#### TASK BRIEF:
Copy each line of the entries that includes the word "provided".

#### AVAILABLE DATA:
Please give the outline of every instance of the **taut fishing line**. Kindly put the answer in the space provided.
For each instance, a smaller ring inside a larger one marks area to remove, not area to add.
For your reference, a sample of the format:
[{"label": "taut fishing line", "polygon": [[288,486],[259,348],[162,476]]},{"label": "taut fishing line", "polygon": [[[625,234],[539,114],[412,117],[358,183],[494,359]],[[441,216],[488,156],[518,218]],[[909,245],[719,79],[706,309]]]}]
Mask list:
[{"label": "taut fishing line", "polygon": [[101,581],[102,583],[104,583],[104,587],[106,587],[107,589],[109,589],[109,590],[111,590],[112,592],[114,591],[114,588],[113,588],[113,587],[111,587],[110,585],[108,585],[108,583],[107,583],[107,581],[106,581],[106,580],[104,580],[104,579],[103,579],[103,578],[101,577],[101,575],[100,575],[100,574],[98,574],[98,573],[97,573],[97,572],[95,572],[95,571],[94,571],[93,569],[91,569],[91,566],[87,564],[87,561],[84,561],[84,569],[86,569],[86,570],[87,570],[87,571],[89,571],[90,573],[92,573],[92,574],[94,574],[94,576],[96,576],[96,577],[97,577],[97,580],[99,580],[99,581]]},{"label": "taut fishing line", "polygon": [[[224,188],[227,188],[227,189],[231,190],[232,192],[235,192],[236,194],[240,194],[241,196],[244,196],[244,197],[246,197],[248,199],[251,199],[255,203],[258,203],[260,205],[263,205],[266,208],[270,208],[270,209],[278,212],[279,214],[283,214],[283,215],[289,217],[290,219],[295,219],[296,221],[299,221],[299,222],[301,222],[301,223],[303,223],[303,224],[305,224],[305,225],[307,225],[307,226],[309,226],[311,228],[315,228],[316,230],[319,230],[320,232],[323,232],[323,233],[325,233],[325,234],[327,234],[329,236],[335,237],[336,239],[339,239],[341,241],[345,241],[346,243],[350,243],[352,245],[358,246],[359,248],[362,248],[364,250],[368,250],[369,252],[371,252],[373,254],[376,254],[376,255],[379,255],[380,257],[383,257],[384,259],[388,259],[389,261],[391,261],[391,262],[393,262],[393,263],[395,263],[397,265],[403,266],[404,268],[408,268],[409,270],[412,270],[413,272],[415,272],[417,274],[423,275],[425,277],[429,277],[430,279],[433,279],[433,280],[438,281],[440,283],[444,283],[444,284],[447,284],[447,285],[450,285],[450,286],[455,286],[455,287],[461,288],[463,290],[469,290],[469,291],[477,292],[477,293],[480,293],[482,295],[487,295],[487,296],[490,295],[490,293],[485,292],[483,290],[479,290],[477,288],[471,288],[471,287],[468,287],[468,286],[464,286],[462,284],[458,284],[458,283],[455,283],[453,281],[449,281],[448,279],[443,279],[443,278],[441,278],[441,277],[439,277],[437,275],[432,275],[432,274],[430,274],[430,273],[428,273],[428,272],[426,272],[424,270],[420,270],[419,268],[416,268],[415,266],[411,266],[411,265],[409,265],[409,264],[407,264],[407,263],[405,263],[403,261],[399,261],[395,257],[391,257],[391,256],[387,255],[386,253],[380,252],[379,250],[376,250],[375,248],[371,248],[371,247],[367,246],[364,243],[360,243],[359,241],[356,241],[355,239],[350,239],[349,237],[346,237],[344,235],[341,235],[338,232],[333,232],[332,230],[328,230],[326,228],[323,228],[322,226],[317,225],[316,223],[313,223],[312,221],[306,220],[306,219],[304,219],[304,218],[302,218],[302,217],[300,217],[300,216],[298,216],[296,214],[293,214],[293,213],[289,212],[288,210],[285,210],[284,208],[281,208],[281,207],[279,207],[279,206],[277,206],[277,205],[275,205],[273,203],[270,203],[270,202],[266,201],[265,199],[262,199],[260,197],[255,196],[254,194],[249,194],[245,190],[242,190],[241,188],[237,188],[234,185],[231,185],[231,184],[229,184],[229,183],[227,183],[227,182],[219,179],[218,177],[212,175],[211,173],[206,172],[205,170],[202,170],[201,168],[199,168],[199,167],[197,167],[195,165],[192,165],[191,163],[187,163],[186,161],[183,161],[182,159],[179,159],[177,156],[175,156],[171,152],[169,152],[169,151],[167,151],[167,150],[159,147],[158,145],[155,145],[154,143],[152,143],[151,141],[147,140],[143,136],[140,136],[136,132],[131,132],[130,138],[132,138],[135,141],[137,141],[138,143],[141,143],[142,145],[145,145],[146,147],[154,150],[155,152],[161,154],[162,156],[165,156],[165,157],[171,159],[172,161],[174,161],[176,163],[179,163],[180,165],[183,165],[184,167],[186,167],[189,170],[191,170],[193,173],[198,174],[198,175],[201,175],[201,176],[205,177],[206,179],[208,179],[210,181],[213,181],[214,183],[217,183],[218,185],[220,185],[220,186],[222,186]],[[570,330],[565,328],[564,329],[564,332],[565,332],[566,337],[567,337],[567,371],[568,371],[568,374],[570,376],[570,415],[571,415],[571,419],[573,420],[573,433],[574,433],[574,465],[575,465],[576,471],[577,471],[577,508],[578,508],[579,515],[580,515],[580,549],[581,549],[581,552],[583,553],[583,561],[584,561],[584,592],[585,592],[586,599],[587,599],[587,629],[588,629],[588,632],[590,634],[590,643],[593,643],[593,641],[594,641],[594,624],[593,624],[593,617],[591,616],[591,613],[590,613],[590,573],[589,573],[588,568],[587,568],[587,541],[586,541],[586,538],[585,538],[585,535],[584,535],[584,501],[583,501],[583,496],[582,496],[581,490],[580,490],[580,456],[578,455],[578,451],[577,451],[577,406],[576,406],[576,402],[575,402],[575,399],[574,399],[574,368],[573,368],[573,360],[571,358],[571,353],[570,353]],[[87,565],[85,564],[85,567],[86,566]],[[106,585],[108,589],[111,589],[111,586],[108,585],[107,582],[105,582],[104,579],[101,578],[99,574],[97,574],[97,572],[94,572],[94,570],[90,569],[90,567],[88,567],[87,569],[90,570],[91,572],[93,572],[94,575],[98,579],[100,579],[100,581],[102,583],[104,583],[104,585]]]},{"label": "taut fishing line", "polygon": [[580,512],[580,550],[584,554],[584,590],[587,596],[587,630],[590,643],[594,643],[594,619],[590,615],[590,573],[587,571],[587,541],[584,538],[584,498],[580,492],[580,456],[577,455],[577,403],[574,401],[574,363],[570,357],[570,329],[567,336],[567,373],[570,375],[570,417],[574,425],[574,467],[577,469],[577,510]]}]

* * *

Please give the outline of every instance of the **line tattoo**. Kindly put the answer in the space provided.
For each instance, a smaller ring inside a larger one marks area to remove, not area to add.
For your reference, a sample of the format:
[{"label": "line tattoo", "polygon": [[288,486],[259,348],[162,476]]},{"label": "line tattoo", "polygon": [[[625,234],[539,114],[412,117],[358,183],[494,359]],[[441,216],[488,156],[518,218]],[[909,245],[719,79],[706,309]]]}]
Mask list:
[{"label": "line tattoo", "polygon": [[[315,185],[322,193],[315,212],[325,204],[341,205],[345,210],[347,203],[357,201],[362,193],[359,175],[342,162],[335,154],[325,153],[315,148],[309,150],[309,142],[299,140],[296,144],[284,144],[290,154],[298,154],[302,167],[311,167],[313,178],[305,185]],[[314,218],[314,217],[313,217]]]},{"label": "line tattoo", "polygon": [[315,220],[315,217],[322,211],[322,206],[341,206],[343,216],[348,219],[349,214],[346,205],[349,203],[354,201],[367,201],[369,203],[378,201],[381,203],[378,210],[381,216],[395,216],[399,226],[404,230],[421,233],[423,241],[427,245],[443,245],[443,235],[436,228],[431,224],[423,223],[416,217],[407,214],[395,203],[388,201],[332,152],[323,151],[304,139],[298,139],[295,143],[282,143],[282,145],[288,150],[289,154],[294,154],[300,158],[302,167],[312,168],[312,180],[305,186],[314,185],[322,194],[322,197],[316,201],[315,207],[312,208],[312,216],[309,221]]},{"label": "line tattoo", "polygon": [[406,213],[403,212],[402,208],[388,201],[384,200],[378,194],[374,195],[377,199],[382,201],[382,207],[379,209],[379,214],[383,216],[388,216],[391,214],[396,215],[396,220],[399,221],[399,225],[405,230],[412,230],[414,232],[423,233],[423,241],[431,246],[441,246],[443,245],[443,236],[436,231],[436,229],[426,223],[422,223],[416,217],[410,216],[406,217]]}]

...

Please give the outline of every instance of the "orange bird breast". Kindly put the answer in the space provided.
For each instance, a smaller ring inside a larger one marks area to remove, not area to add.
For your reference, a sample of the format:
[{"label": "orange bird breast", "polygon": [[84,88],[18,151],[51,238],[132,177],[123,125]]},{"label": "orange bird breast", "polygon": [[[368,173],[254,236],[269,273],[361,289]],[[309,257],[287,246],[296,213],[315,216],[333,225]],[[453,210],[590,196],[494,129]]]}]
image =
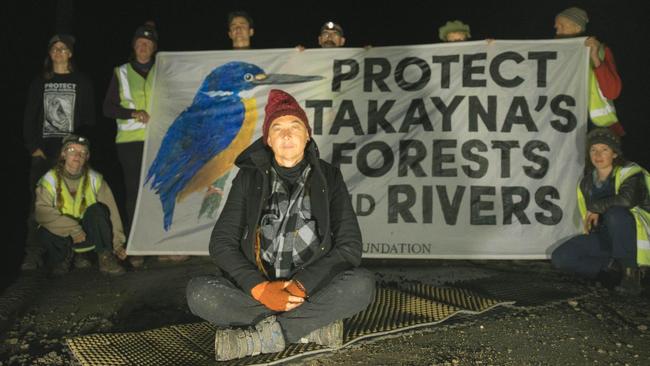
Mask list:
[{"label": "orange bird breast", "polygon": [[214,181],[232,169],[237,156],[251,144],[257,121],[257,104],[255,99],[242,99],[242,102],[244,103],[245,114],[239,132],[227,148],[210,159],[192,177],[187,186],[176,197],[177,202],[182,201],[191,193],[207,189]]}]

#### TASK RESPONSE:
Please give the outline of every instance of the **taut fishing line**. Kindly put the answer in the space provided.
Please give the outline of every instance of the **line tattoo**. Kindly put the answer in the space provided.
Please give the outline of every instance of the "orange bird breast". Kindly put the answer in the space provided.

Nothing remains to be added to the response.